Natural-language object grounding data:
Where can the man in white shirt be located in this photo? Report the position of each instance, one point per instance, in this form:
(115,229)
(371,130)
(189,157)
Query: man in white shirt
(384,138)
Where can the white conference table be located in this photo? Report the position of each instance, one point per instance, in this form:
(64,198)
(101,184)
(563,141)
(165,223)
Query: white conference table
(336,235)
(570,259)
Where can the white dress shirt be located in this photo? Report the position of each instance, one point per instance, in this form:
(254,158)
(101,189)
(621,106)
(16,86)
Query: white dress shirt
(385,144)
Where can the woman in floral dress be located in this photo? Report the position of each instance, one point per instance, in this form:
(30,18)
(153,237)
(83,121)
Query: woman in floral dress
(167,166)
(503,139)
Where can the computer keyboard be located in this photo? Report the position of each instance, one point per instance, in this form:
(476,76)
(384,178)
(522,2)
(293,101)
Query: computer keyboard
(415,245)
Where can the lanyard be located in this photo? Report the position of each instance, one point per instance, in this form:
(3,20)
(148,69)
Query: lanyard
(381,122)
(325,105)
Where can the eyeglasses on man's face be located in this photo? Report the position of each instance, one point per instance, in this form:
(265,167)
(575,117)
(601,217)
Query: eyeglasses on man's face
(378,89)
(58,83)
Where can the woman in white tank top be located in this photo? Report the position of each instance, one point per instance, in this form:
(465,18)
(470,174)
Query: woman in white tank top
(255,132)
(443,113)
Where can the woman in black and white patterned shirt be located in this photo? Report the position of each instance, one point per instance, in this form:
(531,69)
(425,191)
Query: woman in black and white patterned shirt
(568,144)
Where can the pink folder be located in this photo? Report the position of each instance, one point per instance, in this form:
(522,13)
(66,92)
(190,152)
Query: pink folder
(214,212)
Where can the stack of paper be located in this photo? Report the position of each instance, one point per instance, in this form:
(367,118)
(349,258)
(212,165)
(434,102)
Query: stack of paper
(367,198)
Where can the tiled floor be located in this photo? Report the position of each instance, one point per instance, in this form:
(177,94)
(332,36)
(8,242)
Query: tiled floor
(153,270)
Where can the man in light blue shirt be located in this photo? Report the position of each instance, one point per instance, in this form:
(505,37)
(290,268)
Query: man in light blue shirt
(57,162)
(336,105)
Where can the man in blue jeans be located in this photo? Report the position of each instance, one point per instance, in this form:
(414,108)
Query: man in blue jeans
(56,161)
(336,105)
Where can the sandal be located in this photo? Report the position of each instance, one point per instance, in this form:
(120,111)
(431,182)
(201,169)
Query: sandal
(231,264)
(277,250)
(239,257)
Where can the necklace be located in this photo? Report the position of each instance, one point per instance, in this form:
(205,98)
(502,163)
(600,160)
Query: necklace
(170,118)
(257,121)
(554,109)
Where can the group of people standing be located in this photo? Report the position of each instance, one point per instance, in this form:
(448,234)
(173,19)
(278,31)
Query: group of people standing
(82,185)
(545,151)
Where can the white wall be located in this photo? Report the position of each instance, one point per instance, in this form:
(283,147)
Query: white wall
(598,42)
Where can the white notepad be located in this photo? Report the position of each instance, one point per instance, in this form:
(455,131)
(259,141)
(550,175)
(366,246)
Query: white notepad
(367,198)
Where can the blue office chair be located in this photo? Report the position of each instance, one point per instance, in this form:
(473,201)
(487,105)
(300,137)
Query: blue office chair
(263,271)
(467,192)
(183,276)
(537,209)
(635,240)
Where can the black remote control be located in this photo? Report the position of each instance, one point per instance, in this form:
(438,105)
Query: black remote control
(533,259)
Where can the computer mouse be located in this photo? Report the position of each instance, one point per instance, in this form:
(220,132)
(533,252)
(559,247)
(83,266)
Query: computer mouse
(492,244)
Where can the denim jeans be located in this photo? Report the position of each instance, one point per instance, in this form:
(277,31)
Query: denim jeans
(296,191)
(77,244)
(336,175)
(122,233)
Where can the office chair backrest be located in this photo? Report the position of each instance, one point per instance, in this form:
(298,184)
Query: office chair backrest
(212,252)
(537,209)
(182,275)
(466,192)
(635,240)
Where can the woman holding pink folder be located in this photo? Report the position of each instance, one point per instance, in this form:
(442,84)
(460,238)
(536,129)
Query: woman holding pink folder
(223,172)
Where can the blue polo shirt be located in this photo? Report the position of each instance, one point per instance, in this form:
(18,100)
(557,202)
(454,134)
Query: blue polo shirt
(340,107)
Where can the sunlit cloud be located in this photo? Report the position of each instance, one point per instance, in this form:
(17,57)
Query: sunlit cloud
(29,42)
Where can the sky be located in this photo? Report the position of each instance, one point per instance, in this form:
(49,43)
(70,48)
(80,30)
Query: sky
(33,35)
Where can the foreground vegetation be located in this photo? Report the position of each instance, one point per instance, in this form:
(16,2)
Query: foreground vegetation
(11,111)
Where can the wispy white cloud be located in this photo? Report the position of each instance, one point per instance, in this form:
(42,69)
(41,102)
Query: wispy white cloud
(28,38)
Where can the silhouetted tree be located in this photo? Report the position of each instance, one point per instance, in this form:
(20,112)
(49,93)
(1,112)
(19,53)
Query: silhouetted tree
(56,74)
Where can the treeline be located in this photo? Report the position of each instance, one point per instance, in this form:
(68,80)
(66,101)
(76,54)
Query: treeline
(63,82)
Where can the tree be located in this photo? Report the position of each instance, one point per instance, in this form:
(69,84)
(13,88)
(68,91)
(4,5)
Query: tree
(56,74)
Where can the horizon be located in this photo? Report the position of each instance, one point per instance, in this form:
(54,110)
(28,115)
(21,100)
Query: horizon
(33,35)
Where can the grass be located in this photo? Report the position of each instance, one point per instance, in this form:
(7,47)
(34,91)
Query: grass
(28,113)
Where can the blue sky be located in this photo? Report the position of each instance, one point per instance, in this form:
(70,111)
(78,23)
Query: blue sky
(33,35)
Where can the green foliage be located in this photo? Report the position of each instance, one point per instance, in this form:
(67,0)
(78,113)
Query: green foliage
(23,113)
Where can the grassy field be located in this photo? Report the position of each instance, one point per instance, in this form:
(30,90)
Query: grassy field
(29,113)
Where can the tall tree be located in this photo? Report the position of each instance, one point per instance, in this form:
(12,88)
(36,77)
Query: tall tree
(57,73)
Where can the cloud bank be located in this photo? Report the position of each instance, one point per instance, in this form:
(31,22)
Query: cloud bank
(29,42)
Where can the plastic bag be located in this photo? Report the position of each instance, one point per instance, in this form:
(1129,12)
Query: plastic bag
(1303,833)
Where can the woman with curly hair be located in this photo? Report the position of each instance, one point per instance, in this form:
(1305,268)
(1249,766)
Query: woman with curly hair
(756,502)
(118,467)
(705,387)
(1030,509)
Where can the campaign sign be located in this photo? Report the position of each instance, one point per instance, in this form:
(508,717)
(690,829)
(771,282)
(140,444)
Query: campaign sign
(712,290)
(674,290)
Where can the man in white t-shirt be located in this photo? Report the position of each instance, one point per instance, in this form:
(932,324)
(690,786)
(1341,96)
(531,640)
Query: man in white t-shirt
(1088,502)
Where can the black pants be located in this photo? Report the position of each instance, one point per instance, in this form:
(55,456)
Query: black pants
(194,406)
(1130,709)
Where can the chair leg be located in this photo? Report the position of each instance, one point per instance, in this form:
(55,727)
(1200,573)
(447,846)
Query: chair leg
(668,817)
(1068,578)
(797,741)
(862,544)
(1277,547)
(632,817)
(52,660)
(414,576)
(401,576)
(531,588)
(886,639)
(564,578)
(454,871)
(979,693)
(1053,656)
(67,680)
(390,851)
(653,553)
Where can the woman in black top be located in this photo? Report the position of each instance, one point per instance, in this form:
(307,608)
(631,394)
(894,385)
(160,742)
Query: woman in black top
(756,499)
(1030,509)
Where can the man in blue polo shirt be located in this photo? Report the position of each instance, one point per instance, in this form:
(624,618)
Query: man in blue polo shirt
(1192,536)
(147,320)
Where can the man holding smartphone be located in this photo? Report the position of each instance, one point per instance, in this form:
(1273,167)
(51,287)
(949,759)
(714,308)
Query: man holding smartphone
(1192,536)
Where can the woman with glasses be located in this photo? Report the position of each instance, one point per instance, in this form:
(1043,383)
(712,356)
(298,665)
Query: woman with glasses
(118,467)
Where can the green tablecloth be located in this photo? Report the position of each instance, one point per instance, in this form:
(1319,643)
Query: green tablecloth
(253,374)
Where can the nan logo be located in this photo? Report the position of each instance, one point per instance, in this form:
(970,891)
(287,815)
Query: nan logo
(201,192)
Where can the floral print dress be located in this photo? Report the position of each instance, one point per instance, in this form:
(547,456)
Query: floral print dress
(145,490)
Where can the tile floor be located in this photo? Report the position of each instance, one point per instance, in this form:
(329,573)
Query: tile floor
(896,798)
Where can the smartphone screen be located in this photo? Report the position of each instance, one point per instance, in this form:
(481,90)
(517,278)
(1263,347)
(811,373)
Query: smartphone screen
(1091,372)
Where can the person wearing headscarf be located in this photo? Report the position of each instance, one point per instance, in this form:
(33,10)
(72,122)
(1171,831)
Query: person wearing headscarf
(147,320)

Directions.
Look above for the line holding "Where can the necklace" and the line holding "Where can the blue office", then output exactly those two lines and every line between them, nothing more.

Result for this task.
Where can the necklace be located in this photo? Report the position of each instance, one point per instance, in this form:
(205,98)
(502,163)
(600,160)
Query: necklace
(170,118)
(257,121)
(554,109)
Where can the group of people standing be located in this photo? Report the position of each instance, one point per instance, in this form:
(448,234)
(173,19)
(278,31)
Query: group of people standing
(82,185)
(545,151)
Where can the white wall be located in this photo? Report the position of each instance, one point per instance, in this form:
(283,147)
Query: white wall
(598,42)
Where can the white notepad be located in this photo? Report the position of each instance, one point per instance, in this form:
(455,131)
(259,141)
(550,175)
(366,246)
Query: white notepad
(367,198)
Where can the blue office chair be located in this photo? Report the position of each instance, one point per instance, in this form:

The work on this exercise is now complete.